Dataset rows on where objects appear
○ ○ ○

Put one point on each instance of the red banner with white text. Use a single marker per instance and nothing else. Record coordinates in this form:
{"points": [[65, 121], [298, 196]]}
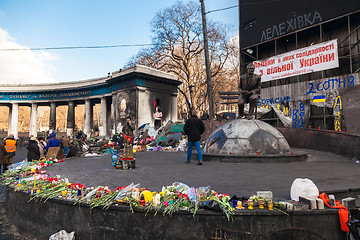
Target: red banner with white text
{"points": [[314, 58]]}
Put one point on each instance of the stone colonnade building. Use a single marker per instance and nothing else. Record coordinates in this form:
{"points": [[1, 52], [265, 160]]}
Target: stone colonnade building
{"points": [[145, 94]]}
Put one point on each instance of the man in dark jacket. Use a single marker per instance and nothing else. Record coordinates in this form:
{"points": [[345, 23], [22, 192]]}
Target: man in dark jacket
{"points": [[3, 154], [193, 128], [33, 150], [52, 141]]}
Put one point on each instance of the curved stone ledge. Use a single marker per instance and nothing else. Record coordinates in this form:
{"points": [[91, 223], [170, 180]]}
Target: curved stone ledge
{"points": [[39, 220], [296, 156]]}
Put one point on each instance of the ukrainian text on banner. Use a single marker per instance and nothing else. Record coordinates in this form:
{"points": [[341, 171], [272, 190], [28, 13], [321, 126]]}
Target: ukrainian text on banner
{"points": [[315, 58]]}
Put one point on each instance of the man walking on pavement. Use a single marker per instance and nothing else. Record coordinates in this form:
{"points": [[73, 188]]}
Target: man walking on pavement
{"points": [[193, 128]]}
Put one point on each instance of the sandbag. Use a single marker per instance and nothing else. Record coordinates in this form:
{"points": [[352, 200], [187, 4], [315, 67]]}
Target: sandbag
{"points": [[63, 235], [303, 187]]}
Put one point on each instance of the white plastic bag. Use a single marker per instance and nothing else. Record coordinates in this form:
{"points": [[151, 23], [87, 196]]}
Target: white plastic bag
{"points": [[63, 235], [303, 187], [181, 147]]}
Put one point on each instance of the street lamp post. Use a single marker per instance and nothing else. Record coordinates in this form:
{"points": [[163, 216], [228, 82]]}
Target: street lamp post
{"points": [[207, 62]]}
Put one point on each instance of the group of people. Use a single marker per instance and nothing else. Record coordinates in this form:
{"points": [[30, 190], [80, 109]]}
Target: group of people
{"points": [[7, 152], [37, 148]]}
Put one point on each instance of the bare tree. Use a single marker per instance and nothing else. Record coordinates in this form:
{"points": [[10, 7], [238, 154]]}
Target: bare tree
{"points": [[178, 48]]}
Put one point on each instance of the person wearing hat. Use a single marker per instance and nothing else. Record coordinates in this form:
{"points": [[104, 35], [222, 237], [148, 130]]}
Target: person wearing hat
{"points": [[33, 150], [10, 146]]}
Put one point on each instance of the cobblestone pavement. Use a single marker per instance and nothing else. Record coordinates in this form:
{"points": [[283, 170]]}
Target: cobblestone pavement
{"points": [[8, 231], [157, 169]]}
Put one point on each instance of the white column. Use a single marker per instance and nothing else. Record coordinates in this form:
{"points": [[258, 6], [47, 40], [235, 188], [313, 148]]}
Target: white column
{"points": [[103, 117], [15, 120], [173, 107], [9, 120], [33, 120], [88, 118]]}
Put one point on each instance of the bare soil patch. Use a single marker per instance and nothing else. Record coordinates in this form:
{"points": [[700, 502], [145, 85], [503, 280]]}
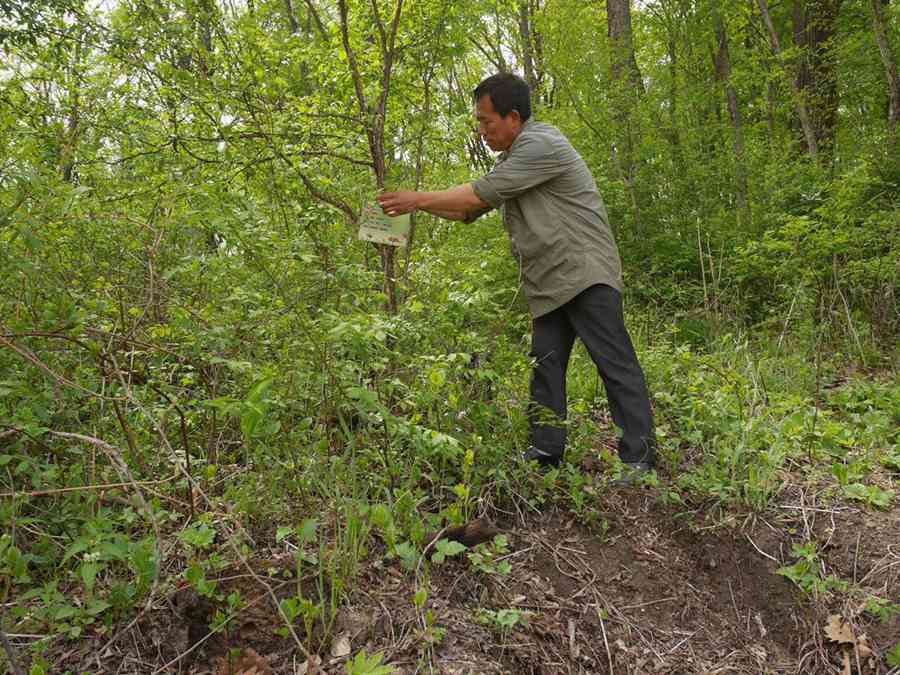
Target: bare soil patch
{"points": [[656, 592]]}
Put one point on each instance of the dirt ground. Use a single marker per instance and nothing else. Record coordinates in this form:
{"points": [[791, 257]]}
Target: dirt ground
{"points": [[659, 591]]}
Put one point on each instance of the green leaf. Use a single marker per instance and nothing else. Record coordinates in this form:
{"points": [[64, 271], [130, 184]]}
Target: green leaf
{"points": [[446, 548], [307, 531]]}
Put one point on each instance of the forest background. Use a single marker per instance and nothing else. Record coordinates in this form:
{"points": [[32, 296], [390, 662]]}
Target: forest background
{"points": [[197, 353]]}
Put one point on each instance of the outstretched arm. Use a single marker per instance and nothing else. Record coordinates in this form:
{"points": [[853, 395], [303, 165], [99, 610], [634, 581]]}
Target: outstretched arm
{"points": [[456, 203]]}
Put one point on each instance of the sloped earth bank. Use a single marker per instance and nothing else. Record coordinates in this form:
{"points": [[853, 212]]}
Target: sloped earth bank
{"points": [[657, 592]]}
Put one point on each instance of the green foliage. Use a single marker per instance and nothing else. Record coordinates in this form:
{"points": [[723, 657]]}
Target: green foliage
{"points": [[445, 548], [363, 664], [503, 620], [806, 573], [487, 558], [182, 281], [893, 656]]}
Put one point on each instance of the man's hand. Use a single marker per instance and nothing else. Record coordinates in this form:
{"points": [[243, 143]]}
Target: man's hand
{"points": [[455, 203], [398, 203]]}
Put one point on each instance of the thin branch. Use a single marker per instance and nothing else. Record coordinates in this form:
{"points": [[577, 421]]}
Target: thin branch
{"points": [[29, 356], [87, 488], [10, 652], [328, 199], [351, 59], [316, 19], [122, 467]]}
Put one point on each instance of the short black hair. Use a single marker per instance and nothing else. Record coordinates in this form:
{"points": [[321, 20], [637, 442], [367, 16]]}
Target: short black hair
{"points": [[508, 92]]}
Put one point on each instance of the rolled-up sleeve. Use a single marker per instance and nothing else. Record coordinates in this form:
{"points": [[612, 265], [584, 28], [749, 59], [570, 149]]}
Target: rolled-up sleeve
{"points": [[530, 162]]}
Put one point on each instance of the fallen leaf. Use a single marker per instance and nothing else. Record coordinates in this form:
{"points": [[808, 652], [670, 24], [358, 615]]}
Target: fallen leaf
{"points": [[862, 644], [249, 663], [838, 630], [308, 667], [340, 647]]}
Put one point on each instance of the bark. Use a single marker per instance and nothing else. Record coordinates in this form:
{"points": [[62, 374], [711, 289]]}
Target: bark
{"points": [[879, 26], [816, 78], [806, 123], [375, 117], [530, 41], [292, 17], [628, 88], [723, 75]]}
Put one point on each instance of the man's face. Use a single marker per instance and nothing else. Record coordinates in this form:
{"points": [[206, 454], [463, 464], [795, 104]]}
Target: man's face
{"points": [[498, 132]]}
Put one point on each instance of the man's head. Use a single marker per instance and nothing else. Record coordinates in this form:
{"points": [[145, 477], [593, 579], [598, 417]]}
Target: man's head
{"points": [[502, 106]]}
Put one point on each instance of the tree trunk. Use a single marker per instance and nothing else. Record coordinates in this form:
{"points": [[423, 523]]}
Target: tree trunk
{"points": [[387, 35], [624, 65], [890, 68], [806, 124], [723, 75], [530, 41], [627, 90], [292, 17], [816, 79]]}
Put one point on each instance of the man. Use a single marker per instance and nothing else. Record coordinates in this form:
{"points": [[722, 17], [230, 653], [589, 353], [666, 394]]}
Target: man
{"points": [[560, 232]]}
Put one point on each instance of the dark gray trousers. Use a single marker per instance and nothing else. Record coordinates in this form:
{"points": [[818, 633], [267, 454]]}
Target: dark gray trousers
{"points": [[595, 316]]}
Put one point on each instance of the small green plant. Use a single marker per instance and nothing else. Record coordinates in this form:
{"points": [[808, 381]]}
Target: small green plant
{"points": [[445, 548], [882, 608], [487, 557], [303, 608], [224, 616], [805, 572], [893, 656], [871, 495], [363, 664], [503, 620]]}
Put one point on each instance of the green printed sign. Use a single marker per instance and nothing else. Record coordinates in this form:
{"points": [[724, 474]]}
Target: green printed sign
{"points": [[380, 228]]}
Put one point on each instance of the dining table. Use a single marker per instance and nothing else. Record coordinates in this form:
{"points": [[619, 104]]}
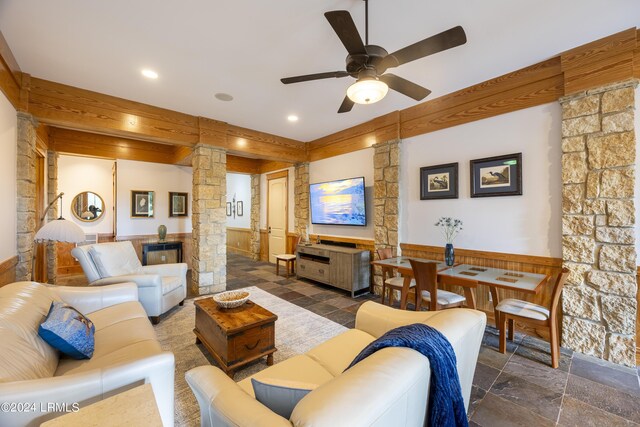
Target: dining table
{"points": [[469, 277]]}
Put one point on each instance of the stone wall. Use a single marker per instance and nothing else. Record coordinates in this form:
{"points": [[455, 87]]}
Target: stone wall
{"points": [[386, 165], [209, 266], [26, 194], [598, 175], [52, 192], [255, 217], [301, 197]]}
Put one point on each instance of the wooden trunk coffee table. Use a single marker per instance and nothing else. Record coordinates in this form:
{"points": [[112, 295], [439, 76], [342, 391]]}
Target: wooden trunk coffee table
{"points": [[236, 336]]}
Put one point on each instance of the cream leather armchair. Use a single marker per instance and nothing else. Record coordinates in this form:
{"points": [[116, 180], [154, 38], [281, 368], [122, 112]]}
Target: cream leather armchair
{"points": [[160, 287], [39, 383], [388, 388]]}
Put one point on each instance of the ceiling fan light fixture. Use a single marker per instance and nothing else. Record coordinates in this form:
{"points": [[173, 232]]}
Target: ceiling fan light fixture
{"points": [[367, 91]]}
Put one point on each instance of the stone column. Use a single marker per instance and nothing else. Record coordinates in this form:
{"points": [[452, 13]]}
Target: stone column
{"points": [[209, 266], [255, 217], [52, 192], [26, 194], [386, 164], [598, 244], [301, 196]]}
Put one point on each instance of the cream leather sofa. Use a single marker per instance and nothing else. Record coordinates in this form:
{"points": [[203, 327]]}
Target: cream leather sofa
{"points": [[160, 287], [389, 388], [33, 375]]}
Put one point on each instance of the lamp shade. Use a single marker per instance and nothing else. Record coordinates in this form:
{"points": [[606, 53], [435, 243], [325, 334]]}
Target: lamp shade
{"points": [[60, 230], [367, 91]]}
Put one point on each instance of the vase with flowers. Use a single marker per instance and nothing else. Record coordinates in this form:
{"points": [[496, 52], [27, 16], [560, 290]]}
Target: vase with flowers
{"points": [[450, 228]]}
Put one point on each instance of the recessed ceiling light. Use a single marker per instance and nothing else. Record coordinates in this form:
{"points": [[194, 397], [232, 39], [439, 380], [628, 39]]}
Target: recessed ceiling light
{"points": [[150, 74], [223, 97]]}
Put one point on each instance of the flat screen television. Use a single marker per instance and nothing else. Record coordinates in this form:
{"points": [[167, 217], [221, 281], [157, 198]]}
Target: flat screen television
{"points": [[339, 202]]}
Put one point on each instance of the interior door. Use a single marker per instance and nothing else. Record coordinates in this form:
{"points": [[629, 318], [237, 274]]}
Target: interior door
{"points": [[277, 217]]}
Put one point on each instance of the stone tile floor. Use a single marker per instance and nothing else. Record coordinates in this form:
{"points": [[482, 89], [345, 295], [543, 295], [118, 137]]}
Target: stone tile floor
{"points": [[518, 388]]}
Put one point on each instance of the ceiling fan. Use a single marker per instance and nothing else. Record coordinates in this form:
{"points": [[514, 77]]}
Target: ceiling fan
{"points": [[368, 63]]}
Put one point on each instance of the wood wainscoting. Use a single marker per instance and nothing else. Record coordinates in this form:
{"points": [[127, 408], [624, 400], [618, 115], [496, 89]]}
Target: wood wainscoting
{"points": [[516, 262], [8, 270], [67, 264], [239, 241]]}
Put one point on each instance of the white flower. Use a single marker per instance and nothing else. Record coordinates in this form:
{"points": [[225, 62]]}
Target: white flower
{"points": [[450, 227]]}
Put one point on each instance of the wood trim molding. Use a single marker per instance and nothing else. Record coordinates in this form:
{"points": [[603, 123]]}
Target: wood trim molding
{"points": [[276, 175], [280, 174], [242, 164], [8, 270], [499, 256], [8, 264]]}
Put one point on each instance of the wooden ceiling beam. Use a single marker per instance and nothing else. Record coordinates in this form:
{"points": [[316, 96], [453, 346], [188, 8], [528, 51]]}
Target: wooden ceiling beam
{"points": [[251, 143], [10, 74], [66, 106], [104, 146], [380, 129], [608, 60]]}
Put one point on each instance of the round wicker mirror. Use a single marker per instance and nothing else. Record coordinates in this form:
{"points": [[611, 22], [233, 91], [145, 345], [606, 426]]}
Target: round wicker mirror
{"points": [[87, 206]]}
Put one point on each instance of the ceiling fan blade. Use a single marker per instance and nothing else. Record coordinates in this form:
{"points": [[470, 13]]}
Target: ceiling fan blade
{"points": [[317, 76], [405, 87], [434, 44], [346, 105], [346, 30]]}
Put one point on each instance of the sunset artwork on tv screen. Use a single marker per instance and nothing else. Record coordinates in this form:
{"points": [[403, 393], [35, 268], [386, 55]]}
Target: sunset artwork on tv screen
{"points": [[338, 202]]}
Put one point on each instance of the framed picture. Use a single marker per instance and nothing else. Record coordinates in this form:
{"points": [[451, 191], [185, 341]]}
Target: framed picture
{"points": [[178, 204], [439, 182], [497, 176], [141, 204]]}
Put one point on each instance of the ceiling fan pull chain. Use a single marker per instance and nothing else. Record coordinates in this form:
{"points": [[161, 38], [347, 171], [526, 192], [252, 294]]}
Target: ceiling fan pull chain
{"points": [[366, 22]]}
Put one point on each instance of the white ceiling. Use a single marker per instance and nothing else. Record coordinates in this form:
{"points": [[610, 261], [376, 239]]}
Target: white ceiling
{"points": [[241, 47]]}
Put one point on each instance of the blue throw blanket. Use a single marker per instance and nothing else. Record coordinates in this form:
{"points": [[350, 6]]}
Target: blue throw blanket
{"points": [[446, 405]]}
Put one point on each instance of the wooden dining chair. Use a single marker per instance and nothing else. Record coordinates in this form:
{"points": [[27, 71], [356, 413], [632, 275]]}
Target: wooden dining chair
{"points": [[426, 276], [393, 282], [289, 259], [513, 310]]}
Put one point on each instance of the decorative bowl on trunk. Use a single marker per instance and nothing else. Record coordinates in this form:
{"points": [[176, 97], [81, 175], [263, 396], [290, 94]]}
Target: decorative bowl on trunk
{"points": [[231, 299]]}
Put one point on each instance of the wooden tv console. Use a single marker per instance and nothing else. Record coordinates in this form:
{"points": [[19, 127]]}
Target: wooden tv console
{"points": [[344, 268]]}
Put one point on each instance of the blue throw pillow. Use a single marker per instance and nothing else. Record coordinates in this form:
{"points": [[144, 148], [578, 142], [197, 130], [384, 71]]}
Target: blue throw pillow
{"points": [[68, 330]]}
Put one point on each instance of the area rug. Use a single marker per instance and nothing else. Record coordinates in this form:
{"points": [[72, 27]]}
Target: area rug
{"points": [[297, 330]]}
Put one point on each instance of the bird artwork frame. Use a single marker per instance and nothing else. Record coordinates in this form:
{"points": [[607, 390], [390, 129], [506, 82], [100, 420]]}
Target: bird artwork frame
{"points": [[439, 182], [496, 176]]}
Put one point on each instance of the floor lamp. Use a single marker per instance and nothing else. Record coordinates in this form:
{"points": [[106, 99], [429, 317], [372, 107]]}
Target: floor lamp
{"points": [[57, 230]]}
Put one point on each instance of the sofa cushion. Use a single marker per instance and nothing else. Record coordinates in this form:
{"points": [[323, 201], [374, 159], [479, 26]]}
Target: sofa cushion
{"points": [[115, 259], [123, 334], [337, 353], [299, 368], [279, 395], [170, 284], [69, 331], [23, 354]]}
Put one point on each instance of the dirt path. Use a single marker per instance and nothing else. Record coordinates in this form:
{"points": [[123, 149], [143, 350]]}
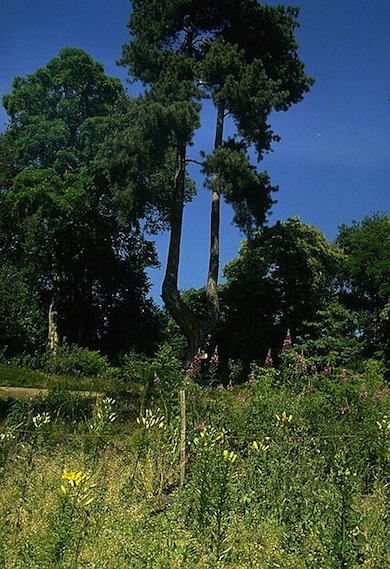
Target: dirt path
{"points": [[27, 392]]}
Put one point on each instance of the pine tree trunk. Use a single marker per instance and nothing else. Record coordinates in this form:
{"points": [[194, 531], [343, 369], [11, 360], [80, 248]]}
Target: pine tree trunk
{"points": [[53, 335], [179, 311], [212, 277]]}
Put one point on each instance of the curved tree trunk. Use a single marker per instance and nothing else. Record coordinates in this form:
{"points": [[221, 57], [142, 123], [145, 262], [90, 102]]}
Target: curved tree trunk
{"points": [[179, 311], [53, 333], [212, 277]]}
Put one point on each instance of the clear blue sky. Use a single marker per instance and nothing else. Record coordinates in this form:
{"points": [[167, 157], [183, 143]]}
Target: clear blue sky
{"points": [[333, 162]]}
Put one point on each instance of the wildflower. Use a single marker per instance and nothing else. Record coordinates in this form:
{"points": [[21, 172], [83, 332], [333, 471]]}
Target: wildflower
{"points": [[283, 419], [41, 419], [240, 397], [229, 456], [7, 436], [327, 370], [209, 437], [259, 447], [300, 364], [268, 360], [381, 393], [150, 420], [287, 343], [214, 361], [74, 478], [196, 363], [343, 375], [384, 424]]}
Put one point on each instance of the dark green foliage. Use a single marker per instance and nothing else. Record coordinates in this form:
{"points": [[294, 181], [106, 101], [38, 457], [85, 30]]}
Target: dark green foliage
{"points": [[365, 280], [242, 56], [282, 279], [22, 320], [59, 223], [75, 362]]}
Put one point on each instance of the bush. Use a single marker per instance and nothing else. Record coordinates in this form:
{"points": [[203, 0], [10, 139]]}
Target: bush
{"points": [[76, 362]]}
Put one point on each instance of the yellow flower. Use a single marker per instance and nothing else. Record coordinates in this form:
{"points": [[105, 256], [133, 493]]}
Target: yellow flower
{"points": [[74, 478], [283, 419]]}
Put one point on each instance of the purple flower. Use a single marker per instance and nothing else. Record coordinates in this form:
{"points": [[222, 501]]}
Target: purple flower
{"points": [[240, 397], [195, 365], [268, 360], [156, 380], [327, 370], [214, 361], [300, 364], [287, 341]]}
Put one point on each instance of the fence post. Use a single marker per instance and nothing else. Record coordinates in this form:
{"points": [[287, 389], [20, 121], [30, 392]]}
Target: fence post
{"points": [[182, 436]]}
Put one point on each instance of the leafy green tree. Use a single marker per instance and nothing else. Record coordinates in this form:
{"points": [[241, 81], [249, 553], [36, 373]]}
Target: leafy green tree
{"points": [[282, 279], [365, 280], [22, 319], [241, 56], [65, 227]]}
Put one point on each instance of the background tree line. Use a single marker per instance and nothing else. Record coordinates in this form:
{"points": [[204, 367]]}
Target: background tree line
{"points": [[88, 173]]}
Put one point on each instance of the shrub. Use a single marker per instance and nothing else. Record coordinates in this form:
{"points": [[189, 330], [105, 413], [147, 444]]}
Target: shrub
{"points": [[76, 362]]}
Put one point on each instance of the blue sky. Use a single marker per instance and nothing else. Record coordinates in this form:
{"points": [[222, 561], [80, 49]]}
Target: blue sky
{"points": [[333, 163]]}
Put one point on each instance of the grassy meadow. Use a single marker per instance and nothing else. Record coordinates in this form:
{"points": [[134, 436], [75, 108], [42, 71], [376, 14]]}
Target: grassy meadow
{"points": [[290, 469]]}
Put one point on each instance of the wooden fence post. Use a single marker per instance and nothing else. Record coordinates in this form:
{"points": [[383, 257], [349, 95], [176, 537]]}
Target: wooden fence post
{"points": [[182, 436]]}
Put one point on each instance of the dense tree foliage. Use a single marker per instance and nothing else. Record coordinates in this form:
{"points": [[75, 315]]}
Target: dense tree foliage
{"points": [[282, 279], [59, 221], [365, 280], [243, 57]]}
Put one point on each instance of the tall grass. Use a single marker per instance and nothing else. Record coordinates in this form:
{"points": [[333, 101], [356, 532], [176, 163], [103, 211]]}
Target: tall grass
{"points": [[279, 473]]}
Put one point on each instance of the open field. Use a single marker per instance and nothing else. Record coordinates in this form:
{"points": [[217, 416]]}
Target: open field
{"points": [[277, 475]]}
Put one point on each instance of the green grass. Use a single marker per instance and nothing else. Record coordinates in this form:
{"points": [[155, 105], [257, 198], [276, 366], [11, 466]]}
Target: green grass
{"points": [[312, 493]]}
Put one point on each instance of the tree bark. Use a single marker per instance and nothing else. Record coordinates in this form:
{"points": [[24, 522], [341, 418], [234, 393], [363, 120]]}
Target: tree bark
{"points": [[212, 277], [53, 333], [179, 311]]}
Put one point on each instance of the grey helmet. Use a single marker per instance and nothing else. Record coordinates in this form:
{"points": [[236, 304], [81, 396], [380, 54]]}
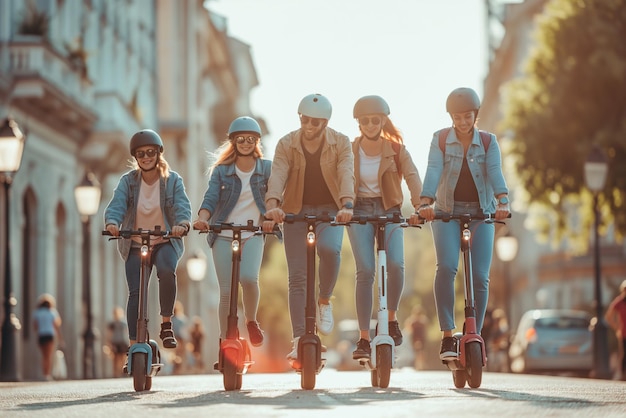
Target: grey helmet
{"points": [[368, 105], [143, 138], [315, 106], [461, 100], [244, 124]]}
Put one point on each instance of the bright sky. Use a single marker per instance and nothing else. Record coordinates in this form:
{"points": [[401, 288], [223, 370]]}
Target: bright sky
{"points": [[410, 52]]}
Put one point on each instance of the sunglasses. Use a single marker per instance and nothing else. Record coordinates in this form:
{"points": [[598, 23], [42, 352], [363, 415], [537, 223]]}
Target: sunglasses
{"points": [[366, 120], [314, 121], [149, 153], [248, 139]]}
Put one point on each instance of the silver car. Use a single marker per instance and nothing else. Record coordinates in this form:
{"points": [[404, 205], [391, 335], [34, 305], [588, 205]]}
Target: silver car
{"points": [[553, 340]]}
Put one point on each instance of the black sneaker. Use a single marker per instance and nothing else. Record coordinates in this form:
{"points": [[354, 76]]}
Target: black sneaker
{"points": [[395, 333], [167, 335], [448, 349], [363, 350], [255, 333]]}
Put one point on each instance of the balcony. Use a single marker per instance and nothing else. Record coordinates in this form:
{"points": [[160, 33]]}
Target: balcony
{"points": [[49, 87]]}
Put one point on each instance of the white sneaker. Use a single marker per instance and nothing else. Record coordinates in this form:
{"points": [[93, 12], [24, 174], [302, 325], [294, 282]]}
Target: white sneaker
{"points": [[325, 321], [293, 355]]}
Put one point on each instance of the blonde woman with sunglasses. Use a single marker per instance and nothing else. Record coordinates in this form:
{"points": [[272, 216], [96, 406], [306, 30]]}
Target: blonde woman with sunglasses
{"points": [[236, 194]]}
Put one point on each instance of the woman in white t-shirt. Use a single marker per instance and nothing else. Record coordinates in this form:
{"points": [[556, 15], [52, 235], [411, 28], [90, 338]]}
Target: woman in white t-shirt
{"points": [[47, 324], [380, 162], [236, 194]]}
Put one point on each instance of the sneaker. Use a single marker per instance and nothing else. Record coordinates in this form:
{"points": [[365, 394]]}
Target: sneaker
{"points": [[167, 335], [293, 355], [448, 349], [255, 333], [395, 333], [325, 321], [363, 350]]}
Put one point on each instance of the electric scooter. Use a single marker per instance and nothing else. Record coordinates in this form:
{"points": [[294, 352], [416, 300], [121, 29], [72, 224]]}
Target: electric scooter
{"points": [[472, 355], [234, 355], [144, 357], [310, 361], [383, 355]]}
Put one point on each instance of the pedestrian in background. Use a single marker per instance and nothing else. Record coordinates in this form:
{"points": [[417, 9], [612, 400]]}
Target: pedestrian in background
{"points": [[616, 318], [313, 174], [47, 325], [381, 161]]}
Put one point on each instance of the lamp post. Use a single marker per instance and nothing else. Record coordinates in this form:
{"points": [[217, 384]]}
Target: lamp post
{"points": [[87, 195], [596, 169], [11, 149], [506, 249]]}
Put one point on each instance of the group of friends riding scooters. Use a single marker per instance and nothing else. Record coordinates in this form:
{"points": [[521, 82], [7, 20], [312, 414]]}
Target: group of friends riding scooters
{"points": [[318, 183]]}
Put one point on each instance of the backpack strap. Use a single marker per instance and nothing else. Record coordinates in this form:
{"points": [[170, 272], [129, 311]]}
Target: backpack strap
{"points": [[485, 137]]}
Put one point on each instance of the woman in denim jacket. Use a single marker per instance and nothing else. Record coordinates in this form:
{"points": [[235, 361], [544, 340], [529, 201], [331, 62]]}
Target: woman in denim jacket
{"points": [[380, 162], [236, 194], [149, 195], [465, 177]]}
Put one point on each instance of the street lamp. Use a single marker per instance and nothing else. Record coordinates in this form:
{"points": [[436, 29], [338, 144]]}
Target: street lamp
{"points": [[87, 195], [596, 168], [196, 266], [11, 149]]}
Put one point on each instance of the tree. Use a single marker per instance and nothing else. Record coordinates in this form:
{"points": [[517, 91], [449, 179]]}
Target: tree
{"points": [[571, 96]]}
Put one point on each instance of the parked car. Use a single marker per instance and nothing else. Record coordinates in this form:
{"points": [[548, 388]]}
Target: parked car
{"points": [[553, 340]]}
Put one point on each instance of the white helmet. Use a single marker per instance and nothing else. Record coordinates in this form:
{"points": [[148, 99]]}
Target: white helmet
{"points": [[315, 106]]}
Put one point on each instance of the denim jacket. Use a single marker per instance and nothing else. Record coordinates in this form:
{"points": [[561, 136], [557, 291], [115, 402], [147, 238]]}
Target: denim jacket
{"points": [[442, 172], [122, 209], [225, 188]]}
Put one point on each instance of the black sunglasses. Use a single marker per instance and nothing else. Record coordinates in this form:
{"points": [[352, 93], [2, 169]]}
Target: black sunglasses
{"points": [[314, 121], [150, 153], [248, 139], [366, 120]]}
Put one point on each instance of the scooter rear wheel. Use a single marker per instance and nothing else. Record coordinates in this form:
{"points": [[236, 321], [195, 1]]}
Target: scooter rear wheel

○ ○ ○

* [YOUR INSTRUCTIONS] Quote every line from the line containing "Put one point on each instance of the black sunglasses." through the closing line of the listing, including both.

* [FINAL RESULT]
Put one point on each instance of the black sunglasses. Use a single marker per instance and nothing else. Record coordinates in this form:
{"points": [[352, 93], [2, 169]]}
Target: black sunglasses
{"points": [[314, 121], [150, 153], [248, 139], [366, 120]]}
Put one point on each instance of the scooter rear wheel. Use a single marker per instance and nothing else. Record coordinates in this form:
{"points": [[236, 321], [195, 1]]}
Target: scooter rear wheel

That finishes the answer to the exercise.